▶ **Exercise brief**: Retype, word for word, the part of the passage on New Zealand's productivity that begins at the words "Thus, there is" and stops after "in productivity levels.".

This downward trend is reflected in New Zealand’s declining relative productivity performance in respect to most other OECD countries (see Figure 6.4). This relative decline has been particularly important in respect of Australia where GDP per hour worked in New Zealand has dropped to less than 70% of that in Australia (after being on or above 100% in the 1960s). Or as formulated by Rasmussen and Fletcher (2018: 78): “though neither country can be pleased about their productivity growth it is clear that New Zealand’s productivity performance is at a different and much more concerning level.”

Thus, there is little disagreement that New Zealand needs to improve its productivity performance. The poor productivity growth has been described as a ‘paradox’ by international and domestic researchers based on their belief that the opening of the economy, wide-ranging deregulation, and decentralised workplace bargaining in the 1980s and 1990s would lift productivity growth levels (de Serres et al., 2014). However, it became clear in the second half of the 1990s that, despite some positive impact from job shedding and work intensification, there had not been a fundamental shift in productivity levels.

▶ **Stored data**:
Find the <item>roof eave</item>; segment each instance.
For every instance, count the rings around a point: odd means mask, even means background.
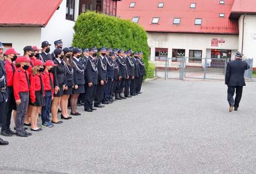
[[[0,24],[1,27],[40,27],[44,28],[44,24]]]

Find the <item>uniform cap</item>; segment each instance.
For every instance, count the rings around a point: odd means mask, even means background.
[[[11,55],[11,54],[14,54],[14,55],[19,55],[20,53],[17,53],[13,48],[9,48],[8,50],[6,50],[5,52],[5,55]]]

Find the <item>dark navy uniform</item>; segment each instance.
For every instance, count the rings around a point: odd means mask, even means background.
[[[140,79],[140,64],[137,59],[132,57],[131,60],[134,64],[134,79],[131,79],[131,85],[130,86],[130,93],[131,96],[135,96],[135,89],[137,88],[137,84],[138,84],[138,81]]]
[[[0,60],[0,126],[3,124],[5,104],[8,100],[6,83],[6,73],[5,69],[5,64],[2,60]],[[6,145],[8,144],[8,142],[3,141],[0,138],[0,145]]]
[[[120,56],[119,56],[116,58],[116,62],[118,63],[118,67],[119,67],[119,76],[121,77],[121,79],[119,81],[119,89],[118,92],[120,96],[121,93],[123,90],[125,88],[125,79],[127,78],[127,72],[126,67],[126,62],[125,58]]]
[[[127,72],[129,77],[125,79],[125,96],[130,97],[130,86],[133,78],[134,78],[134,63],[132,60],[133,58],[127,56],[126,57],[126,63],[127,67]]]
[[[241,55],[240,56],[241,57]],[[233,106],[235,110],[239,107],[242,97],[243,86],[246,86],[244,71],[249,68],[250,66],[247,63],[242,61],[241,59],[227,63],[225,77],[225,84],[228,86],[227,101],[230,106],[233,107]],[[234,102],[233,96],[235,92],[236,99]]]
[[[106,90],[104,93],[104,99],[105,101],[113,102],[111,94],[111,86],[113,85],[114,79],[114,63],[113,59],[109,56],[106,55],[105,58],[106,59],[107,63],[106,74],[108,76],[108,82],[106,84]]]
[[[98,74],[96,61],[90,56],[86,63],[85,79],[86,92],[84,95],[84,110],[92,111],[93,100],[96,95],[97,86],[98,84]],[[88,84],[92,83],[89,87]]]
[[[96,63],[98,71],[99,84],[97,86],[97,95],[94,99],[94,106],[98,107],[102,103],[103,96],[104,95],[106,83],[108,81],[106,76],[106,61],[102,56],[100,55],[97,57]],[[101,81],[104,81],[104,84],[101,85]]]

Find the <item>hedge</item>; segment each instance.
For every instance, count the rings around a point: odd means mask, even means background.
[[[149,48],[145,30],[130,20],[87,11],[81,13],[74,26],[73,46],[81,48],[94,46],[142,50],[148,72]],[[147,73],[148,74],[148,73]]]

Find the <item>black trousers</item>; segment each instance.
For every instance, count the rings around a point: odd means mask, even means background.
[[[129,78],[129,79],[125,79],[125,96],[127,96],[130,94],[130,86],[131,85],[131,78]]]
[[[116,91],[117,91],[117,89],[119,88],[119,86],[118,86],[118,80],[116,80],[114,79],[114,81],[113,81],[112,86],[111,86],[111,95],[113,96],[113,94],[115,93],[117,93]]]
[[[118,93],[121,93],[123,92],[123,89],[125,88],[125,78],[121,78],[120,80],[119,80],[118,84],[119,84],[119,88],[118,88]]]
[[[140,76],[139,78],[136,79],[136,92],[140,92],[141,89],[142,82],[143,82],[143,76]]]
[[[96,95],[94,97],[94,106],[98,106],[102,103],[103,96],[104,95],[105,88],[105,84],[104,84],[103,85],[100,84],[97,85]]]
[[[108,102],[112,99],[111,88],[113,84],[112,79],[108,79],[108,82],[106,84],[106,88],[104,92],[104,96],[103,97],[103,101]]]
[[[93,107],[93,100],[96,95],[97,85],[93,85],[91,87],[86,84],[85,85],[86,92],[84,93],[84,105],[85,109]]]
[[[236,92],[236,99],[234,102],[234,95]],[[243,93],[243,86],[228,86],[227,88],[227,102],[229,105],[234,105],[234,108],[239,107]]]
[[[1,112],[4,113],[2,119],[2,125],[1,132],[8,130],[10,129],[10,119],[12,118],[12,112],[13,110],[16,109],[15,99],[14,98],[13,88],[8,87],[8,100],[5,104],[5,110],[1,110]]]

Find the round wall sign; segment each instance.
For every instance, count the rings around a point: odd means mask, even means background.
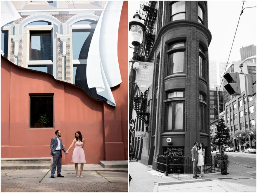
[[[170,143],[170,142],[171,142],[171,138],[170,137],[168,137],[167,138],[167,139],[166,140],[166,141],[168,143]]]

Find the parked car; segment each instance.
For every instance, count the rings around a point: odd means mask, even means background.
[[[236,152],[236,149],[233,147],[228,147],[225,148],[225,151],[234,151]]]
[[[244,153],[245,153],[246,152],[248,152],[248,153],[256,153],[256,150],[252,148],[248,148],[244,150]]]

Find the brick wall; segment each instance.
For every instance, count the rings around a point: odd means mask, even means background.
[[[22,66],[23,61],[23,39],[19,42],[19,53],[18,53],[18,65]],[[25,66],[23,66],[25,67]]]

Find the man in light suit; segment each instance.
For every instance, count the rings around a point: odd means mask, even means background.
[[[199,177],[199,176],[196,173],[196,165],[198,161],[198,150],[197,147],[198,143],[196,141],[194,143],[194,147],[192,148],[191,150],[191,153],[192,154],[192,161],[193,161],[193,175],[194,178],[197,178],[196,177]]]
[[[57,165],[57,177],[64,177],[61,175],[61,150],[62,150],[66,154],[68,152],[62,145],[62,141],[61,139],[61,131],[59,130],[55,131],[56,136],[51,139],[50,148],[51,148],[51,153],[50,155],[54,156],[53,160],[53,164],[52,165],[52,169],[51,170],[51,178],[54,178],[54,173],[56,165]]]

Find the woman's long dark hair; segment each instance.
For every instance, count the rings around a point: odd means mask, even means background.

▶ **Result of this exercise**:
Thus, there is little disagreement that New Zealand needs to improve its productivity performance. The poor productivity growth has been described as a ‘paradox’ by international and domestic researchers based on their belief that the opening of the economy, wide-ranging deregulation, and decentralised workplace bargaining in the 1980s and 1990s would lift productivity growth levels (de Serres et al., 2014). However, it became clear in the second half of the 1990s that, despite some positive impact from job shedding and work intensification, there had not been a fundamental shift in productivity levels.